- **Data for this task**

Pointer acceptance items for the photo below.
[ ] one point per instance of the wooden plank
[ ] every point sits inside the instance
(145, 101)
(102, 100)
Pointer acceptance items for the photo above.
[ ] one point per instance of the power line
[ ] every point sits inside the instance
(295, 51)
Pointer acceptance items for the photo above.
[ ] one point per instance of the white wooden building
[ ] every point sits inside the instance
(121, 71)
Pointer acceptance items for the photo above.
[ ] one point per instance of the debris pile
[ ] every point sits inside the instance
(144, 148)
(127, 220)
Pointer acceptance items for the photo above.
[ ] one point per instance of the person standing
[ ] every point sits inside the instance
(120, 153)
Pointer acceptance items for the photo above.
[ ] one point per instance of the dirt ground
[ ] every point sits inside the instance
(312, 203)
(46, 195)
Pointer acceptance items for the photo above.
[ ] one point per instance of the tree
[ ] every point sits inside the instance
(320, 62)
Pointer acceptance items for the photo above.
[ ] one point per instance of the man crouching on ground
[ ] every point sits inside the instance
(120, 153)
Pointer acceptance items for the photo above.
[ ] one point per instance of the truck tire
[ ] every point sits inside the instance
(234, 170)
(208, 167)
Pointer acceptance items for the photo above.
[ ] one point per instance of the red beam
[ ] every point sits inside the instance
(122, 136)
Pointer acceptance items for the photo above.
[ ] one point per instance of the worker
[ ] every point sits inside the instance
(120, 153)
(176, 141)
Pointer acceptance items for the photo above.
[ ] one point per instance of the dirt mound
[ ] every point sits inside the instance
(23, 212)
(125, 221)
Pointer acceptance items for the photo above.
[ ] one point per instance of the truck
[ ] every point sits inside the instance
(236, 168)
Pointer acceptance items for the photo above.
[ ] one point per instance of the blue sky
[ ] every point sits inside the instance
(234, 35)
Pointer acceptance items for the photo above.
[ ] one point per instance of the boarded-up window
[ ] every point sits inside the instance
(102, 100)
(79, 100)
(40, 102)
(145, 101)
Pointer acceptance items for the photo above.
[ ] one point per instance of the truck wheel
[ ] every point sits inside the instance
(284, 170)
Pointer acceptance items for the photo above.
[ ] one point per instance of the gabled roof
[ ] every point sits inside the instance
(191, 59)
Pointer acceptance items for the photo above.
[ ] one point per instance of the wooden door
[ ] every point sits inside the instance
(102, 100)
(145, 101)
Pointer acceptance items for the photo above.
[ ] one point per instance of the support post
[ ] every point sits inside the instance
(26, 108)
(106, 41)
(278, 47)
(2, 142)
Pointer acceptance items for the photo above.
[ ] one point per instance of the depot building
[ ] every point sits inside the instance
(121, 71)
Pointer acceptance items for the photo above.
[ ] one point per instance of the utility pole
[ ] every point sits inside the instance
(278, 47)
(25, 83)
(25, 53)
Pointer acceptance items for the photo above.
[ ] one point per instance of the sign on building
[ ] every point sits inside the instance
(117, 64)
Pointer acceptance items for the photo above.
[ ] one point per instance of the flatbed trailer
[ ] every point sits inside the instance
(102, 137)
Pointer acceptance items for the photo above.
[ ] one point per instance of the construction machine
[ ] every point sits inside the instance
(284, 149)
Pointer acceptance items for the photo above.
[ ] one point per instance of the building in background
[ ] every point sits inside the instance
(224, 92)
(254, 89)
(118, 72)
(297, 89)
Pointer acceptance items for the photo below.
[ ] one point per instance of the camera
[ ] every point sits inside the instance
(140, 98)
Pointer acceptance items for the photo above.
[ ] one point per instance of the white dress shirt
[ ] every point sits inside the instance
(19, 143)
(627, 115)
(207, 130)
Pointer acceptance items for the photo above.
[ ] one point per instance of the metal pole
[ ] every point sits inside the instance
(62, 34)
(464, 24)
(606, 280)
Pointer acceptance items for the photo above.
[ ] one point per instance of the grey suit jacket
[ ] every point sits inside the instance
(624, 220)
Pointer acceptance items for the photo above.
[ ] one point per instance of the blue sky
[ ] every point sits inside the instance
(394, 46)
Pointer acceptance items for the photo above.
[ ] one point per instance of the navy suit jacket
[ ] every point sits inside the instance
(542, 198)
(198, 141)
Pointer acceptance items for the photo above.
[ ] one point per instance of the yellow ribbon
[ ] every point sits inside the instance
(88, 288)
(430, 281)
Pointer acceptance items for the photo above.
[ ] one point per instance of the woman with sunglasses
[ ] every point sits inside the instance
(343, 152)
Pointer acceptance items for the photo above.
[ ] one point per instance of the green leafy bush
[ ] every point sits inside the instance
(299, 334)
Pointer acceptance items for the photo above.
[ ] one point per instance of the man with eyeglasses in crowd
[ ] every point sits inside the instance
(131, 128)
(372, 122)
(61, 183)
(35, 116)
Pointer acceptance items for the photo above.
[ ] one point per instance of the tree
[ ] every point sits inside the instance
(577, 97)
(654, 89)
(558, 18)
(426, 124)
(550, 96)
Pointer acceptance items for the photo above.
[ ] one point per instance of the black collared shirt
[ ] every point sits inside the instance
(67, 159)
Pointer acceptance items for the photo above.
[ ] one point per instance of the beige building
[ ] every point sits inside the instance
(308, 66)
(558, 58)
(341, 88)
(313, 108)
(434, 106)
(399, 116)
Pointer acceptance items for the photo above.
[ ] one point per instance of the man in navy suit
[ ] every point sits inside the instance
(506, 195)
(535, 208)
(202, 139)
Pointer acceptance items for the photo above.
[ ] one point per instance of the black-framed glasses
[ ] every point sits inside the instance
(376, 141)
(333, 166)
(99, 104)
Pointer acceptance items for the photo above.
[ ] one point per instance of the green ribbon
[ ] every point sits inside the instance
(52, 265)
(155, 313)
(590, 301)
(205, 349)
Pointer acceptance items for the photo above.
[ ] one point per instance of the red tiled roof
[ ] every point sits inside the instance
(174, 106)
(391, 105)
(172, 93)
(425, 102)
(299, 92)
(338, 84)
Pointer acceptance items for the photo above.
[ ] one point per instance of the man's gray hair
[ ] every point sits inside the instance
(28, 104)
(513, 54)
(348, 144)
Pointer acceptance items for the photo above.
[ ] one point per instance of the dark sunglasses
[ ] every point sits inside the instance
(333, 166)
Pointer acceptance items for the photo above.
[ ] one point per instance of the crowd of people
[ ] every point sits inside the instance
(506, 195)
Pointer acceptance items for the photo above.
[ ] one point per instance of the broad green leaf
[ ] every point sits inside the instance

- **Aim of the task**
Once more, set down the full listing, verbatim.

- **Task result**
Pointer acceptance items for the photo below.
[ ] one point per instance of the wooden plank
[ ] every point sits inside the instance
(145, 101)
(102, 100)
Pointer acceptance items for the photo above.
[ ] one point per instance of the power line
[ ] every point sits inside the instance
(295, 51)
Pointer acceptance items for the photo above.
[ ] one point per instance of the white wooden building
[ ] every point sits inside the instance
(121, 71)
Pointer acceptance items for the photo above.
[ ] one point per instance of the debris pile
[ ] every point sits inside the instance
(144, 148)
(127, 220)
Pointer acceptance items for the photo above.
[ ] one point per instance of the person standing
[ ] every point sits inside the instance
(120, 153)
Pointer acceptance items for the photo above.
[ ] one point per instance of the dirt ground
[ ] every point sits inside the instance
(312, 203)
(46, 195)
Pointer acceptance items for the photo above.
[ ] one point per instance of the tree
[ ] every point sits inside the instance
(320, 62)
Pointer acceptance items for the photo above.
[ ] one point per instance of the man crouching on ground
[ ] every point sits inside the instance
(120, 153)
Pointer acceptance items for the photo above.
[ ] one point per instance of the truck tire
[ ] every point sits inside the instance
(234, 170)
(208, 167)
Pointer acceptance items for the photo above.
[ ] one point per instance of the red beam
[ ] every point sits inside the instance
(122, 136)
Pointer acceptance items for the photo above.
[ ] one point per instance of the worker
[ ] every point sits inside the instance
(120, 153)
(176, 141)
Pointer acceptance items for the photo above.
[ ] one point per instance of the dirt mound
[ ] every point sits inside the instance
(23, 212)
(125, 221)
Pointer acceptance items for the photo above.
[ ] one point per instance of the truck
[ ] every point sits inside the instance
(236, 168)
Pointer acceptance items for the photo above.
[ ] one point per instance of the blue sky
[ ] every point sits inside the instance
(234, 35)
Pointer acceptance items for the photo above.
[ ] one point per instance of the boarded-up window
[ ] every point sits inside the instance
(102, 100)
(79, 100)
(40, 102)
(145, 101)
Pointer acceptance items for the photo above.
[ ] one point per instance of the truck wheel
[ ] every point sits inside the instance
(284, 170)
Pointer acceptance items for the photo above.
[ ] one point per instance of the gabled roof
[ ] every point sits inside the instance
(191, 59)
Pointer acceptance items for the photo above.
[ ] one point per instance of the wooden door
[ ] every point sits inside the instance
(102, 100)
(145, 101)
Pointer acceptance items for the photo above.
[ ] one point per instance of the support post
[ ] every point sits inside the instance
(26, 108)
(106, 41)
(278, 47)
(2, 142)
Pointer acceptance items for the photo above.
[ ] one point per instance of the depot building
[ ] every point sits inside the instance
(121, 71)
Pointer acceptance items for the photo above.
[ ] one point per instance of the utility pole
[ ] every point sits inside the instance
(278, 47)
(25, 83)
(25, 53)
Pointer acceptance items for the photo above.
[ ] one point per instance of the sign on building
[ ] every point sits inside the instance
(117, 64)
Pointer acceptance items for the photo above.
[ ] one point per instance of the flatbed trailer
[ ] every point sits inside the instance
(102, 137)
Pointer acceptance items for the photo above.
[ ] one point per instance of the construction machine
[ ] every point sits inside the instance
(284, 149)
Pointer acceptance items for the photo above.
[ ] one point per instance of the building in background
[ ] every point sits inside the instance
(224, 92)
(254, 89)
(118, 72)
(297, 89)
Pointer acceptance items for the photo below.
[ ] one point per instance of the camera
[ ] every point sits inside the instance
(140, 98)
Pointer acceptance items for the photo above.
[ ] one point per instance of the white dress shirt
[ ] every point sits inside the instance
(19, 143)
(627, 115)
(207, 130)
Pointer acceptance items for the photo above.
[ ] one point per instance of the metal pole
[ ] every point sits inside the instance
(62, 34)
(464, 24)
(606, 280)
Pointer acceptance items for the photo above.
[ ] one point per instance of the grey suit jacket
[ ] every point sits inside the instance
(624, 220)
Pointer acceptance items for the photo above.
[ ] one point per instance of the blue sky
[ ] every point sits inside the instance
(394, 46)
Pointer acceptance items for the photo above.
[ ] one point per instance of the navy suit jacket
[ ] every point sits inside the instance
(542, 198)
(198, 141)
Pointer acceptance items for the photo above.
[ ] one point per instance of the yellow ribbon
[ ] every point sits inside the instance
(88, 288)
(430, 281)
Pointer acceptance items for the photo above.
[ ] one point per instance of the woman with sunglasses
[ ] every point sits inside the instance
(343, 152)
Pointer acceptance items for the photo above.
[ ] one point per instance of the green leafy bush
[ ] every point sits inside the instance
(299, 334)
Pointer acceptance items for the photo above.
[ ] one point per instance of the man with eyeglasses in crowd
[ ] every point sits inside the instance
(131, 128)
(372, 122)
(61, 183)
(35, 116)
Pointer acceptance items for the photo above.
[ ] one point per instance of the tree
[ ] every point sits inside the instance
(577, 97)
(654, 89)
(558, 18)
(426, 124)
(550, 96)
Pointer acceptance items for the photo above.
[ ] one point per instance of the black collared shirt
[ ] every point sits inside the instance
(67, 159)
Pointer acceptance items for the photo above.
[ ] one point per instance of the beige building
[ ] every point sits inside the instance
(308, 66)
(558, 58)
(341, 88)
(313, 108)
(434, 106)
(399, 116)
Pointer acceptance items for the photo above.
[ ] one point per instance of the man in navy suit
[ ] every point sits inside the instance
(506, 195)
(535, 208)
(202, 139)
Pointer acceptance items for the photo above.
[ ] one point per instance of the black-framed glasses
[ ] every point sits inside the instance
(376, 141)
(333, 166)
(99, 104)
Pointer acceptance items for the photo above.
[ ] one point per instance of the green ribbon
[ ] every point sits inside the instance
(52, 265)
(155, 313)
(590, 301)
(205, 349)
Pointer acceptance items for the photo above.
[ ] one point per instance of the red tiled roof
[ ] every point sits inside the instance
(174, 106)
(391, 105)
(172, 93)
(425, 102)
(299, 92)
(338, 84)
Pointer acceptance items for the photo above.
[ ] one point per instance of the man's gray hair
[ ] every point sits inside the instance
(28, 104)
(513, 54)
(348, 144)
Pointer acceptance items for the photo above.
[ ] one point per instance of the dark sunglasses
[ ] every point sits inside the instance
(333, 166)
Pointer acceptance items for the photo above.
[ ] one point per instance of the crowd of people
[ ] every point sits inside the instance
(506, 195)
Pointer acceptance items for the photo above.
[ ] one point per instance of the broad green leaf
[ ] every point sits inside the instance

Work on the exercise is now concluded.